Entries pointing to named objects
>> begin

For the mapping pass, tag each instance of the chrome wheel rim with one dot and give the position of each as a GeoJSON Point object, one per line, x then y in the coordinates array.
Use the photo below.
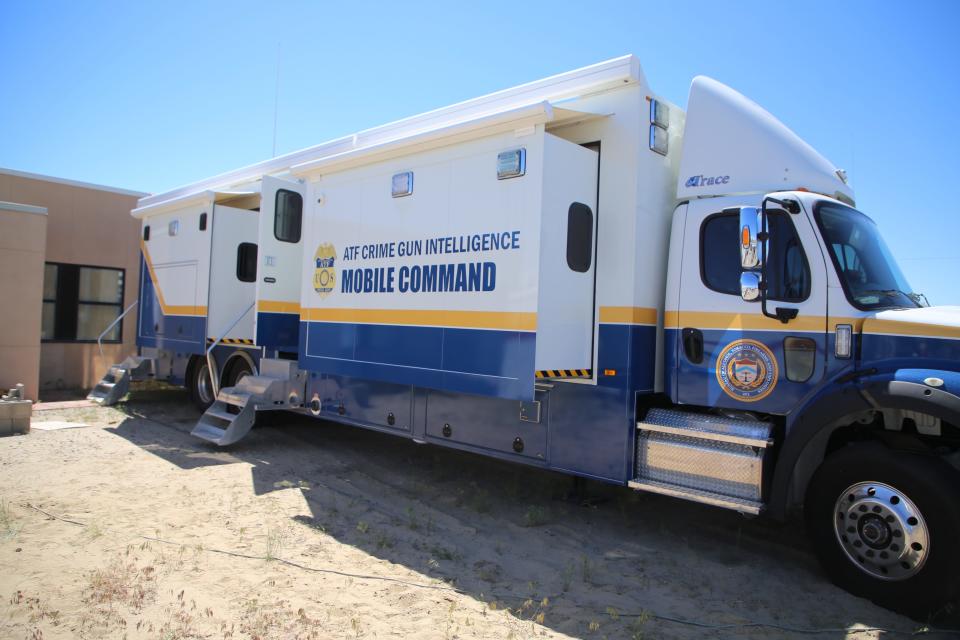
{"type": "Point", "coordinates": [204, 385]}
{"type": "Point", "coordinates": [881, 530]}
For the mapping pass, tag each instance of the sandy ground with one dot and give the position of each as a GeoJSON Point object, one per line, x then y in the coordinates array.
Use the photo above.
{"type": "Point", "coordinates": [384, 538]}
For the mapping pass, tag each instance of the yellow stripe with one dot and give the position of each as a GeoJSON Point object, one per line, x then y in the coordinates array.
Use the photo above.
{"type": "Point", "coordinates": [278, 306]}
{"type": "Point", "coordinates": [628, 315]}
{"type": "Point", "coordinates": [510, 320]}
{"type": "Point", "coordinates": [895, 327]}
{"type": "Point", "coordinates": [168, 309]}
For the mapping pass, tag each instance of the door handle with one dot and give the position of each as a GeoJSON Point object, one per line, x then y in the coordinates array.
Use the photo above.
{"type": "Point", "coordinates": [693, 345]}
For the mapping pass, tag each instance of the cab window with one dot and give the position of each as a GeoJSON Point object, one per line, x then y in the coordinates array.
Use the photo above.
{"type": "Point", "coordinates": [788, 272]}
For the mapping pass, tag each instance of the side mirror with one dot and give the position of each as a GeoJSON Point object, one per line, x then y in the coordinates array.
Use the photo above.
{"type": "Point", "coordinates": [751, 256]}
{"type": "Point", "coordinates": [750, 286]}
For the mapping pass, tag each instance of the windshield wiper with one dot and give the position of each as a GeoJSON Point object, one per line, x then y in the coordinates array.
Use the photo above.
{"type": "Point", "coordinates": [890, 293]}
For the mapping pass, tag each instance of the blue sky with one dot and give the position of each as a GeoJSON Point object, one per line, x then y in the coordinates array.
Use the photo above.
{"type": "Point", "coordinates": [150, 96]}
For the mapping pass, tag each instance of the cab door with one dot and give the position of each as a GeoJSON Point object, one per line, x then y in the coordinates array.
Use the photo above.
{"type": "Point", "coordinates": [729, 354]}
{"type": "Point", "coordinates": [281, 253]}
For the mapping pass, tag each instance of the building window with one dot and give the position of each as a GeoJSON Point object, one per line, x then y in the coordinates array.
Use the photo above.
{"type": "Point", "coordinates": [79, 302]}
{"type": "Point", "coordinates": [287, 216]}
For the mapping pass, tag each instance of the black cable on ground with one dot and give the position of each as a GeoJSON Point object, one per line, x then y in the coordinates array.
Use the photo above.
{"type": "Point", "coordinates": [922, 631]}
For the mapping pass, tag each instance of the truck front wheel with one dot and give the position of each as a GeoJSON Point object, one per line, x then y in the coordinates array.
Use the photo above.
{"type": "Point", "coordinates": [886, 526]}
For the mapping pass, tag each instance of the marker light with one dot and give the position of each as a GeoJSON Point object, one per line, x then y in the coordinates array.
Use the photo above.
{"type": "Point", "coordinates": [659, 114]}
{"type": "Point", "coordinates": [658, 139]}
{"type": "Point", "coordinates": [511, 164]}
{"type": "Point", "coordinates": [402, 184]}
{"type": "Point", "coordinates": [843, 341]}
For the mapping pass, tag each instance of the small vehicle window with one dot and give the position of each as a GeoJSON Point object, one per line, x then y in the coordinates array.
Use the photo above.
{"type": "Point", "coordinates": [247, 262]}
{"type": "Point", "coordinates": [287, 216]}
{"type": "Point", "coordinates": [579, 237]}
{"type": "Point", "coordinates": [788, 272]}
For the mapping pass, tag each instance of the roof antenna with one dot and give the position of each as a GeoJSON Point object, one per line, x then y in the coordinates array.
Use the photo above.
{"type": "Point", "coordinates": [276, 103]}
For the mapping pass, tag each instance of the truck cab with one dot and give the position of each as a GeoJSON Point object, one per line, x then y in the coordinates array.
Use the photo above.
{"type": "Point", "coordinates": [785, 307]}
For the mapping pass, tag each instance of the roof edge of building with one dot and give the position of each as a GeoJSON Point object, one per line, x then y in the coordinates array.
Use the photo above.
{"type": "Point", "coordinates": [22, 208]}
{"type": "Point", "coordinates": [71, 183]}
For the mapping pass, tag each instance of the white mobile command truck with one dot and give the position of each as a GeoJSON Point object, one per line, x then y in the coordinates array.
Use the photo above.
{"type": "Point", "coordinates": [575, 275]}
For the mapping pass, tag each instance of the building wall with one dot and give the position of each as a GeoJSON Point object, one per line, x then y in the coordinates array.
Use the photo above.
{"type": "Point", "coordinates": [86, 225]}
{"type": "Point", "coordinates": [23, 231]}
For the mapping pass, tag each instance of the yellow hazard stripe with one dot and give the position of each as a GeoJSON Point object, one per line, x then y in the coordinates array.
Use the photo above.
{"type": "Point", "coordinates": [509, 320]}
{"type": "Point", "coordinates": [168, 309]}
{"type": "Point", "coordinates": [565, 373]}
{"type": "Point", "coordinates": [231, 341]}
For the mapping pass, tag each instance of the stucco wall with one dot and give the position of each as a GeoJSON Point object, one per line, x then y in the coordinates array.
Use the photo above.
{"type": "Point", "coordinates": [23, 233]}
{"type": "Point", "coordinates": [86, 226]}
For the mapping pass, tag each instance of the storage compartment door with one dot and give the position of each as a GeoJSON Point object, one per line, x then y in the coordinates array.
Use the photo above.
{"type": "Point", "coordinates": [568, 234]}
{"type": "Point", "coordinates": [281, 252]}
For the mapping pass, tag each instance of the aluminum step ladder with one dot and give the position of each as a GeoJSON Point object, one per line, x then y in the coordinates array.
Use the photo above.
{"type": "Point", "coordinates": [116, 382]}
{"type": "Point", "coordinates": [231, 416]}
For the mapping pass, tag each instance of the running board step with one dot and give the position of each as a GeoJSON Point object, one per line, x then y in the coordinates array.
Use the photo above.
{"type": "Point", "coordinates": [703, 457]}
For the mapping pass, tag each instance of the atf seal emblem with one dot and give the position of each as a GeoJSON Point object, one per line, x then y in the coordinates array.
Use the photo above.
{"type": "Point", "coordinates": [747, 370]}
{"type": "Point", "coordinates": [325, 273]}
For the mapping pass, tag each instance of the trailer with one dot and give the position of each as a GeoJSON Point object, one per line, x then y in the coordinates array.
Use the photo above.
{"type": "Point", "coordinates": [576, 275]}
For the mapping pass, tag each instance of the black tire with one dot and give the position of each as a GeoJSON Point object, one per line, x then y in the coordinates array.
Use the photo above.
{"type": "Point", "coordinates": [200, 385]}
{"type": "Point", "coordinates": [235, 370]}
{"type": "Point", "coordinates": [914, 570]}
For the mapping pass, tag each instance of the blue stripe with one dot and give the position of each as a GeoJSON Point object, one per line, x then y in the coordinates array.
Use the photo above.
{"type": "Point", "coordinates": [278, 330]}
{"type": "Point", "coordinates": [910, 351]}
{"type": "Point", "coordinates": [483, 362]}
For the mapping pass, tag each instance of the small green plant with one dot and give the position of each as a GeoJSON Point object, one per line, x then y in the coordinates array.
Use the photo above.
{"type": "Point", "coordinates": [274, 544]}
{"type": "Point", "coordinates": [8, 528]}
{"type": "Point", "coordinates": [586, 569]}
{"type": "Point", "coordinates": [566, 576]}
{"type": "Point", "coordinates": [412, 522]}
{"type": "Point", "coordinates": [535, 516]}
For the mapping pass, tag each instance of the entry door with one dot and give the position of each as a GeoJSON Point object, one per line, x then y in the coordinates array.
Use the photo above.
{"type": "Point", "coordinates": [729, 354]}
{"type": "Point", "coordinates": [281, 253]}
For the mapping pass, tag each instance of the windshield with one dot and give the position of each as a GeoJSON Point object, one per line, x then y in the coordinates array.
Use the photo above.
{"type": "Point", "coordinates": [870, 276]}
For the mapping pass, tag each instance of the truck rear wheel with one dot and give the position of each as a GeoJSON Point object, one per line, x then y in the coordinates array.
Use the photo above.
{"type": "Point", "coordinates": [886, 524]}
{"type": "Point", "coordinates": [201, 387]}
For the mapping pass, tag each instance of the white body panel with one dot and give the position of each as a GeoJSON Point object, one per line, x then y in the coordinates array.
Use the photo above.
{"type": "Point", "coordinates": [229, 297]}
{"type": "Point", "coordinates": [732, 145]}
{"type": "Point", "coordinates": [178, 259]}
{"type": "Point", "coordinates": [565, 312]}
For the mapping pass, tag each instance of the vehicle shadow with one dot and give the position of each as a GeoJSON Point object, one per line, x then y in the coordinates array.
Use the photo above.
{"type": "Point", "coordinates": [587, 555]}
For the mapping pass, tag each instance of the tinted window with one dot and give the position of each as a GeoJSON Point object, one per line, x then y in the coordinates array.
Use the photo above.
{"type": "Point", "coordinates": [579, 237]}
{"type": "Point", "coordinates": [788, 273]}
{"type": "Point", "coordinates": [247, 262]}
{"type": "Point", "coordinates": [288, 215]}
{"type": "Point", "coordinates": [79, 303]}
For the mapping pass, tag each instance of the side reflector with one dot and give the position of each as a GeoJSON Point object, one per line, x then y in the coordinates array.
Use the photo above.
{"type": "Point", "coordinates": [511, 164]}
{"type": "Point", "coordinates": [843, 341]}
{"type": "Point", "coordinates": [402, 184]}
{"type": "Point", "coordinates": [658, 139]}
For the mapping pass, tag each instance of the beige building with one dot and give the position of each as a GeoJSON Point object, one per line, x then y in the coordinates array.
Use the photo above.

>> end
>> begin

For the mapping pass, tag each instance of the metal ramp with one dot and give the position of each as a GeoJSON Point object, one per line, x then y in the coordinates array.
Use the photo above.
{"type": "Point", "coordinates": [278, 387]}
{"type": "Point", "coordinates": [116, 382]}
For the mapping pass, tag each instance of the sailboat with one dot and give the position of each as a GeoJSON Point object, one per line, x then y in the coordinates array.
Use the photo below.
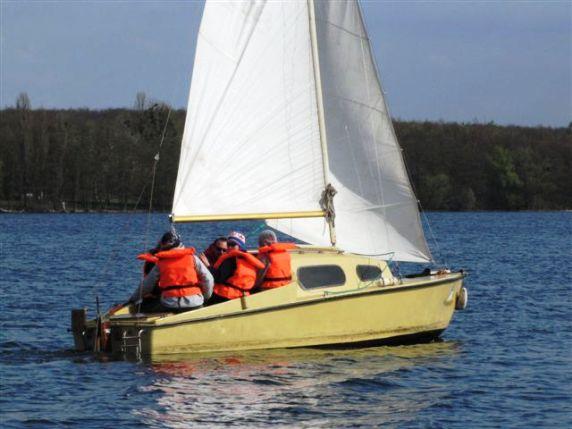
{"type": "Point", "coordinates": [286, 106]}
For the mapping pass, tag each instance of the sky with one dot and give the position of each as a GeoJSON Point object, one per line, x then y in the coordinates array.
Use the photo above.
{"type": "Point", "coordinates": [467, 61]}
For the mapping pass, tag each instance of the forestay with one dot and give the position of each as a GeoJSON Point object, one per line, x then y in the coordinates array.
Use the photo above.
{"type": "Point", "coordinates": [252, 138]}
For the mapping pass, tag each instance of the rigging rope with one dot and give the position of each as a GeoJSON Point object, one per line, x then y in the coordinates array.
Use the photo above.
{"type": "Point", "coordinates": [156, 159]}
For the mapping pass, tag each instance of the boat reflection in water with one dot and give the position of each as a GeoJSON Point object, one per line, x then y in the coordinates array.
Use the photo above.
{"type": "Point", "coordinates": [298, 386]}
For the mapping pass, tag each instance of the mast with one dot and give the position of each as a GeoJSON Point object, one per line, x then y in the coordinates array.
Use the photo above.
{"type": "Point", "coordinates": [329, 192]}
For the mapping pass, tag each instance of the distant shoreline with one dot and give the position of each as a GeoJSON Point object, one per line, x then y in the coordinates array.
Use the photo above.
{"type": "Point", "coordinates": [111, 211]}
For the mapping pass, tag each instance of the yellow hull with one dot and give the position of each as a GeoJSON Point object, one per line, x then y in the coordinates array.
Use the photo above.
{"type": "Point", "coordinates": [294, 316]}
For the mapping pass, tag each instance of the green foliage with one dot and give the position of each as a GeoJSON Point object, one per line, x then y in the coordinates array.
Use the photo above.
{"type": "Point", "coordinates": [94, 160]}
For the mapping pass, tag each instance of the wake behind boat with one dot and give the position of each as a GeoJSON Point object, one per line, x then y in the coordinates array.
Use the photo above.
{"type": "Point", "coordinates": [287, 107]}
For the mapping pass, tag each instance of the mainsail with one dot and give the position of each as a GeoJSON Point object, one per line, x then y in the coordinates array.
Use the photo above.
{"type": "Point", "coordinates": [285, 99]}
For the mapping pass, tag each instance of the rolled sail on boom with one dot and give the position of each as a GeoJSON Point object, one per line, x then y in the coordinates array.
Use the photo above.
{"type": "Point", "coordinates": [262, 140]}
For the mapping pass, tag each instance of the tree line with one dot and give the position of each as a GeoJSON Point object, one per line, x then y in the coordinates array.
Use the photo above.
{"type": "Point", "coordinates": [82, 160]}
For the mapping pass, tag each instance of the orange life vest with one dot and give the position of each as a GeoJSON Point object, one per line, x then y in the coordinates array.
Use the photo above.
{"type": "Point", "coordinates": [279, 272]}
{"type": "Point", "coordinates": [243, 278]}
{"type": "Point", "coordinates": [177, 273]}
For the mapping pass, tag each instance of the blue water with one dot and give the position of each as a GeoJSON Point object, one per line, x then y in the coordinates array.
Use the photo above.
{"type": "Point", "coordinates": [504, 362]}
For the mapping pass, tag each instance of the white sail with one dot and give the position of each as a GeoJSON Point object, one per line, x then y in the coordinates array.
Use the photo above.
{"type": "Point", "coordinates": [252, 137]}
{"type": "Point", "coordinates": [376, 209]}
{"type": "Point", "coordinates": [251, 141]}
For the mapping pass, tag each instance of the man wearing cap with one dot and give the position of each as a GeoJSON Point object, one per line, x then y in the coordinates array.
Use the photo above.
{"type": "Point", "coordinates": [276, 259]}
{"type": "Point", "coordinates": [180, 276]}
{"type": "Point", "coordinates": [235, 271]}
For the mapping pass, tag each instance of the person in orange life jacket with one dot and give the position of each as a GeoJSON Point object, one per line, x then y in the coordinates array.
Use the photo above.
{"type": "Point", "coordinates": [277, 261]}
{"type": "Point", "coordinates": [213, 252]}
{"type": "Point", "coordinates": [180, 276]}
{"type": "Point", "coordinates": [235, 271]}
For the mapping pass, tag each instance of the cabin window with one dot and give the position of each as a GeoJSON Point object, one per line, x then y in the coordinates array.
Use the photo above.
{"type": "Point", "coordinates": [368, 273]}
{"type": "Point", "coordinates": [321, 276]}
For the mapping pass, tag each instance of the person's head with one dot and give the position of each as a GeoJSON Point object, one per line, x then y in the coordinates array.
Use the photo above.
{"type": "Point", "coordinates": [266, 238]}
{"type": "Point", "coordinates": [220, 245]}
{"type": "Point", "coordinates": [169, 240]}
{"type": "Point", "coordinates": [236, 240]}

>> end

• **SET PROBLEM**
Find every line in the records above that contains the word "water" and copy each one out.

• **THE RESPONSE**
For the mapping pass, tag each instance of the boat reflection in water with one dot and give the position of each as a GeoJSON Point object, one per line, x then y in the coordinates array.
For the mapping pass, tag each instance of the blue water with one dot and give the position of each as a GeoJSON Point object, one per line, x then y in the coordinates array.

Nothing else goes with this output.